» EXERCISE DIRECTIONS
Recast the listing below as a Markdown table with two columns, Row and Line. Give each nonblank line its own numbered row and leave out the blank lines.
— start STORED ROWS —
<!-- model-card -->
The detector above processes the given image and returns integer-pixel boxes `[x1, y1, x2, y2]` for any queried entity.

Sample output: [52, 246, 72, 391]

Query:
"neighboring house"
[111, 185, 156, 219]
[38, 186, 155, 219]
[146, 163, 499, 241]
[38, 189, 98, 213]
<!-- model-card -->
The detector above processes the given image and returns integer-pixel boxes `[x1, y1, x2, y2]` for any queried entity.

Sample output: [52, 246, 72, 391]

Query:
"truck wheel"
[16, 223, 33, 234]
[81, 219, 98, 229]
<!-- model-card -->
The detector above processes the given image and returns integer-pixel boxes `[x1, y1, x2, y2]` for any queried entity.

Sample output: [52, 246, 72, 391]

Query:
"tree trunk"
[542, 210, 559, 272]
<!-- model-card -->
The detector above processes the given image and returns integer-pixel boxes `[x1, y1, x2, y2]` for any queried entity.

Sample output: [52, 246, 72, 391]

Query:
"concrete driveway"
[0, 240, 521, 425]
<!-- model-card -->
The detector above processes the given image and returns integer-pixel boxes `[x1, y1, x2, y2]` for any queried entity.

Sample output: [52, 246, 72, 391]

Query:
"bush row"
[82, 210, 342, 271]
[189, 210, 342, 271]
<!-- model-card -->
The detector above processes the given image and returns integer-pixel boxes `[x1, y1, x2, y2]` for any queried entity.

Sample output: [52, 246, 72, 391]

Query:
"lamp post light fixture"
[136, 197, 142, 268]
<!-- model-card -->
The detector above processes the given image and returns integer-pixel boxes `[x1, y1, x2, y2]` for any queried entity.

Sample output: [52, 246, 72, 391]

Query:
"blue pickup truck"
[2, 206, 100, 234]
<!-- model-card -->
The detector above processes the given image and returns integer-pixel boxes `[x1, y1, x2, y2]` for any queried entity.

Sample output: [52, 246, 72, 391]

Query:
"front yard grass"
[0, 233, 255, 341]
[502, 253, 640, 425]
— end STORED ROWS —
» EXERCISE OUTPUT
| Row | Line |
|---|---|
| 1 | <!-- model-card --> |
| 2 | The detector above processes the given image and returns integer-pixel boxes `[x1, y1, x2, y2]` for any queried entity. |
| 3 | Sample output: [52, 246, 72, 391] |
| 4 | Query: |
| 5 | "neighboring house" |
| 6 | [111, 185, 156, 219] |
| 7 | [38, 186, 155, 219] |
| 8 | [146, 163, 499, 241] |
| 9 | [38, 189, 98, 213] |
| 10 | <!-- model-card --> |
| 11 | The detector above processes the given image and returns integer-pixel boxes `[x1, y1, x2, y2]` for any queried entity. |
| 12 | Sample output: [52, 246, 72, 391] |
| 13 | Query: |
| 14 | "truck wheel" |
| 15 | [16, 223, 33, 234] |
| 16 | [81, 219, 98, 229] |
| 17 | <!-- model-card --> |
| 18 | The detector above processes the given image and returns integer-pixel boxes `[x1, y1, x2, y2]` for any queried entity. |
| 19 | Sample output: [52, 246, 72, 391] |
| 20 | Query: |
| 21 | "tree trunk" |
| 22 | [542, 210, 559, 272] |
| 23 | <!-- model-card --> |
| 24 | The detector above processes the given image and returns integer-pixel boxes `[x1, y1, x2, y2]` for any queried entity. |
| 25 | Sample output: [52, 246, 72, 391] |
| 26 | Query: |
| 27 | "concrete driveway" |
| 28 | [0, 240, 521, 425] |
| 29 | <!-- model-card --> |
| 30 | The detector above processes the given image and returns integer-pixel boxes `[x1, y1, x2, y2]` for any queried entity. |
| 31 | Sample output: [52, 246, 72, 391] |
| 32 | Query: |
| 33 | "bush row" |
| 34 | [82, 210, 342, 271] |
| 35 | [189, 210, 342, 271] |
| 36 | <!-- model-card --> |
| 37 | The detector above processes the given image and returns integer-pixel boxes `[x1, y1, x2, y2]` for any queried entity. |
| 38 | Sample output: [52, 246, 72, 391] |
| 39 | Query: |
| 40 | "lamp post light fixture" |
| 41 | [136, 197, 142, 268] |
| 42 | <!-- model-card --> |
| 43 | The detector above processes the given image and returns integer-pixel boxes `[x1, y1, x2, y2]` for any queried entity. |
| 44 | Sample output: [52, 246, 72, 391] |
| 45 | Query: |
| 46 | "blue pickup truck" |
| 47 | [2, 206, 100, 234] |
| 48 | <!-- model-card --> |
| 49 | The detector above processes the given image and returns integer-pixel boxes `[x1, y1, x2, y2]` for any queried entity. |
| 50 | Sample output: [52, 246, 72, 391] |
| 51 | Query: |
| 52 | "front yard grass" |
| 53 | [0, 233, 255, 341] |
| 54 | [502, 253, 640, 425] |